TASK TO CARRY OUT.
Could you update the data from the line containing "Could you point out the wooden beam" through the line containing "<point>353,144</point>" so that "wispy cloud" reads "thin cloud", with every other part unchanged?

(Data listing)
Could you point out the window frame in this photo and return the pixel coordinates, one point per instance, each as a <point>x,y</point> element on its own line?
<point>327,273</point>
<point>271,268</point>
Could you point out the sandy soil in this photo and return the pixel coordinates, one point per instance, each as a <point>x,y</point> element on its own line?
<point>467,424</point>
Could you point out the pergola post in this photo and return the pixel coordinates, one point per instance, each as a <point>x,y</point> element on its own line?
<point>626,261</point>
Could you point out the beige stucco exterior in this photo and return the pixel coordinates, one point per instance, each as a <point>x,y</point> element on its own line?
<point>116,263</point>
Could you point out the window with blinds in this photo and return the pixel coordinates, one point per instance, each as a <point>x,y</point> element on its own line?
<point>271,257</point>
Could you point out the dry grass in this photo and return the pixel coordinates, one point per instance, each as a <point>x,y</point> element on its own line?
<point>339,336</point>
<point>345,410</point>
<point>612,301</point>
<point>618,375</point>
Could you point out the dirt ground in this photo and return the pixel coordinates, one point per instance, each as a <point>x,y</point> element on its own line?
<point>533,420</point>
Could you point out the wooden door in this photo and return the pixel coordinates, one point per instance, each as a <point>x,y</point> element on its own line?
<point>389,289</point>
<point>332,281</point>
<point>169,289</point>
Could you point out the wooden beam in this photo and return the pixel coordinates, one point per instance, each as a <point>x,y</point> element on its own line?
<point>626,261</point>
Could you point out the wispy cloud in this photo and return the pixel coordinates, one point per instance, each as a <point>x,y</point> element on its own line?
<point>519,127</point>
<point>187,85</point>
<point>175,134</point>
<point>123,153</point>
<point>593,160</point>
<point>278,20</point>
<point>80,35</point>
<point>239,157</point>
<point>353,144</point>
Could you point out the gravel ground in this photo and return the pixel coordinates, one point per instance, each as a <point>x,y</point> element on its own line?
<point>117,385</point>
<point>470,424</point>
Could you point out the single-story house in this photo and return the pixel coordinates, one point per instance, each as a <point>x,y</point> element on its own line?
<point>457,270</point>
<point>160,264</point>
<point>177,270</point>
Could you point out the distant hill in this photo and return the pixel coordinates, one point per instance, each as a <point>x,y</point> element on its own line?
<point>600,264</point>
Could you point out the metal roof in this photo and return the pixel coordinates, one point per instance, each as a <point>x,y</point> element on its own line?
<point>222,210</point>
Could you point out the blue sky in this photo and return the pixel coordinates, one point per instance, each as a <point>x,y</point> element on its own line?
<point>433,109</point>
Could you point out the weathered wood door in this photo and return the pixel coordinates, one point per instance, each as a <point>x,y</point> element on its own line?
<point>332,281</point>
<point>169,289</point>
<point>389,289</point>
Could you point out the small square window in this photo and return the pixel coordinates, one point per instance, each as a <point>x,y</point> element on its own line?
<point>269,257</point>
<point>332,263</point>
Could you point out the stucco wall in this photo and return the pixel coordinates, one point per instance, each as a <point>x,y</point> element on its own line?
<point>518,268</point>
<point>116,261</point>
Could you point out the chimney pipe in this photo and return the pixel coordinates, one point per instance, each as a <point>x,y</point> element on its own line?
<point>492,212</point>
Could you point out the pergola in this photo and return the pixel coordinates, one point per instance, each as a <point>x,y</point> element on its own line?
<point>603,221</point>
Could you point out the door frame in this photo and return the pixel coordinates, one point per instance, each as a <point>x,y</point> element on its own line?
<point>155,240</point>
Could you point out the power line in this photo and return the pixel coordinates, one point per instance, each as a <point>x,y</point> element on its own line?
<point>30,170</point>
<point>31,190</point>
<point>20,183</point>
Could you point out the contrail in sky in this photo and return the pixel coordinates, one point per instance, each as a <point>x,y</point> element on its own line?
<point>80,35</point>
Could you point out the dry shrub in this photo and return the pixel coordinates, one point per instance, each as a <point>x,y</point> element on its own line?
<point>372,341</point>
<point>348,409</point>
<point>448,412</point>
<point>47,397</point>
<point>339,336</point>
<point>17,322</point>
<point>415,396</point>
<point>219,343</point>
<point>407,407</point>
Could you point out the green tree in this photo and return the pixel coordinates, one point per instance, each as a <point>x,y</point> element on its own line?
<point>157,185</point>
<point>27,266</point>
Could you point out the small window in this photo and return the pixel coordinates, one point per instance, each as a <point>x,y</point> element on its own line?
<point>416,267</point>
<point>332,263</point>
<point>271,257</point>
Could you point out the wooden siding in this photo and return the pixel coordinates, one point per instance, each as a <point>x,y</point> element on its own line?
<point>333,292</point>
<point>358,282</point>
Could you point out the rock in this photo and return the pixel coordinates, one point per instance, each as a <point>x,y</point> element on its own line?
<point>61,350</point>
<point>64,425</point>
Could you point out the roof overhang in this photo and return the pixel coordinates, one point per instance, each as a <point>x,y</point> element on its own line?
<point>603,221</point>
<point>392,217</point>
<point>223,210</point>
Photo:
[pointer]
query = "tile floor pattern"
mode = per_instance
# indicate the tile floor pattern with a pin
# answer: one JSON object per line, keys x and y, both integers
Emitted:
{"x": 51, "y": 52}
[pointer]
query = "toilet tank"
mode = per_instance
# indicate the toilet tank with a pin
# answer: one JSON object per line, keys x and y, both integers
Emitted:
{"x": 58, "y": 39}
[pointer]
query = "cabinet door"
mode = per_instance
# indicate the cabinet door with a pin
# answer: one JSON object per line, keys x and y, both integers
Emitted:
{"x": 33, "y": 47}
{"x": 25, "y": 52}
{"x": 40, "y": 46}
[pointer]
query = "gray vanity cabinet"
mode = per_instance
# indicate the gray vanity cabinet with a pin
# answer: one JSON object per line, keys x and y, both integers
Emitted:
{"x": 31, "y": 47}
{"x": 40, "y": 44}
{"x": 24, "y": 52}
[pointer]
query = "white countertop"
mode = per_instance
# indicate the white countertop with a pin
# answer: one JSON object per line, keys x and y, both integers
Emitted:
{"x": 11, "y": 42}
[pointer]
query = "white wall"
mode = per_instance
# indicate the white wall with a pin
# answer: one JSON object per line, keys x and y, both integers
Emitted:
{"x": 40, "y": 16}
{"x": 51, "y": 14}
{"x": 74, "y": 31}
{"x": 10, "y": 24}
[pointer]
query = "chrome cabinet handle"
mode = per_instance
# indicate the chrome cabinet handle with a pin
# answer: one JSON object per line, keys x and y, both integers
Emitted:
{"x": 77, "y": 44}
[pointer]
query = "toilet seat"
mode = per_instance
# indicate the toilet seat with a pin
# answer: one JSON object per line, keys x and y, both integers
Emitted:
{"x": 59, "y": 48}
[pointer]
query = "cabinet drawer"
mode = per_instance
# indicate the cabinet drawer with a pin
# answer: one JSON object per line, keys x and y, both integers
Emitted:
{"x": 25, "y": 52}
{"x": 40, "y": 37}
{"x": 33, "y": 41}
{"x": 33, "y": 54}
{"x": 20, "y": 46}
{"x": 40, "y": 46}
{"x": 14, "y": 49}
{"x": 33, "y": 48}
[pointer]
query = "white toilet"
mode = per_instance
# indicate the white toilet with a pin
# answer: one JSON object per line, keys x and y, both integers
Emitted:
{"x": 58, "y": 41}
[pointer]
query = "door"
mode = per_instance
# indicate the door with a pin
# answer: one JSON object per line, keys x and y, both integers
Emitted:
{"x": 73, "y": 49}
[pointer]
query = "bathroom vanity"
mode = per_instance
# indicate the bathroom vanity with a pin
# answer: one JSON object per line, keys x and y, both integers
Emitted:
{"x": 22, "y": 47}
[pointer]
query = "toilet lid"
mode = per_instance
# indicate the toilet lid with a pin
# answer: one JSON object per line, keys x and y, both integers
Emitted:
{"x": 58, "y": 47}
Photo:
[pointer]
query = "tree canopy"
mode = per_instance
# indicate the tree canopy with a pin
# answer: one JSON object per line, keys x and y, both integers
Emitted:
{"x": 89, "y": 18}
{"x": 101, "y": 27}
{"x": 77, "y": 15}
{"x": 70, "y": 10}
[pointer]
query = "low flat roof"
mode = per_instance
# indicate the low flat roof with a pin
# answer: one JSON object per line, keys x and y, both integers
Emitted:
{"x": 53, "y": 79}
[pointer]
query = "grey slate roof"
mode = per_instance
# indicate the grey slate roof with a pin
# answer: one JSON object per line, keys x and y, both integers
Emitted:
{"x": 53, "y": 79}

FINAL RESULT.
Could you point out the wooden beam in this photo and return the pixel coordinates, one point per instance, each as a <point>x,y</point> element on its own line?
<point>626,261</point>
Could you point out the thin cloud in this photo and return the pixel coordinates, one point per instance, each as a <point>x,y</point> element on its own line?
<point>519,127</point>
<point>187,85</point>
<point>175,134</point>
<point>123,153</point>
<point>593,160</point>
<point>278,20</point>
<point>80,35</point>
<point>239,157</point>
<point>353,144</point>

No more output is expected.